Exactly the lines from the one with "Target: lemon wedge" through the end of the records below are to be output, the first and last included, and no others.

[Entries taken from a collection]
- - - - - - -
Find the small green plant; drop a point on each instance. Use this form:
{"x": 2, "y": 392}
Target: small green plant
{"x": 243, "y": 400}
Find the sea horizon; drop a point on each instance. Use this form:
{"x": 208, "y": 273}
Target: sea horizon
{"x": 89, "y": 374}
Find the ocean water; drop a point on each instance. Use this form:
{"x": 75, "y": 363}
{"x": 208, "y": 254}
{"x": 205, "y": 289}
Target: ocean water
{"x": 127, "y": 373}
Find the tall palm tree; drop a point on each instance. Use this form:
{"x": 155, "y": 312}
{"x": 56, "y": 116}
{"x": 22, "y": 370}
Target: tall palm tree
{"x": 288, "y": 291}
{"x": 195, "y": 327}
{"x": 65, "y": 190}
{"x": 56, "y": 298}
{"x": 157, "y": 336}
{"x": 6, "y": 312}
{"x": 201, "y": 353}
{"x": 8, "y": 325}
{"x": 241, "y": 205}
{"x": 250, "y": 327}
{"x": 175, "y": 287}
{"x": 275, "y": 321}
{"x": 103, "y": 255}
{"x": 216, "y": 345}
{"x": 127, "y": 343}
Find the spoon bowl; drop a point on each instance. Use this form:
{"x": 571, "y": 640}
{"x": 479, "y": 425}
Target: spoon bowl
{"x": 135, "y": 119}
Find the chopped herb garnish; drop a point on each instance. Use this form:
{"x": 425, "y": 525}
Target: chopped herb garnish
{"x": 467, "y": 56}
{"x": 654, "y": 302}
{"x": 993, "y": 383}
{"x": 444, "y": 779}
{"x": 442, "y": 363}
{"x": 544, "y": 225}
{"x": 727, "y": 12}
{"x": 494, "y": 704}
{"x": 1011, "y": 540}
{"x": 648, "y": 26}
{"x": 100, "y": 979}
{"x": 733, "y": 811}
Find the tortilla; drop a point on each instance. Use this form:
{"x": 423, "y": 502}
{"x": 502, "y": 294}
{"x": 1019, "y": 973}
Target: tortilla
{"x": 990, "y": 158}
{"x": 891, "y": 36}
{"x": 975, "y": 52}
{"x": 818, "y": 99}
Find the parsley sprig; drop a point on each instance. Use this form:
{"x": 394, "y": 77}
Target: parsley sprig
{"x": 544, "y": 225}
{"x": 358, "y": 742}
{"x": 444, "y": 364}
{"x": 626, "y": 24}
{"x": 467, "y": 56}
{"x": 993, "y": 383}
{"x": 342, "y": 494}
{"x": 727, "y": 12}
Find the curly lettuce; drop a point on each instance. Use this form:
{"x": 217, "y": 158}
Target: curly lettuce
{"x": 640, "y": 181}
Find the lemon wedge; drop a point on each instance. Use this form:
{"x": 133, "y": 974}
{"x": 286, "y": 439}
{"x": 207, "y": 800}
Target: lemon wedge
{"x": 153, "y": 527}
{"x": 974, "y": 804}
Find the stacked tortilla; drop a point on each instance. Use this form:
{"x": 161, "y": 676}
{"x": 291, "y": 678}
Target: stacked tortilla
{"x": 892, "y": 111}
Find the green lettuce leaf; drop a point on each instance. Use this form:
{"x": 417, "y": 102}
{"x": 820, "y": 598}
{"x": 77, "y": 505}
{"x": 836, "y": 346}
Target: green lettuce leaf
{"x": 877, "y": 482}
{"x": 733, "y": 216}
- - - - - - -
Exercise result:
Target: lemon wedge
{"x": 153, "y": 527}
{"x": 974, "y": 804}
Find the stacked tortilla; drop a point on each instance. Use this form:
{"x": 161, "y": 676}
{"x": 291, "y": 678}
Target: stacked tortilla
{"x": 892, "y": 111}
Find the green lettuce leaf; drop a point on each instance. Use this form:
{"x": 417, "y": 102}
{"x": 820, "y": 598}
{"x": 77, "y": 505}
{"x": 836, "y": 346}
Target: green lettuce leaf
{"x": 877, "y": 482}
{"x": 733, "y": 216}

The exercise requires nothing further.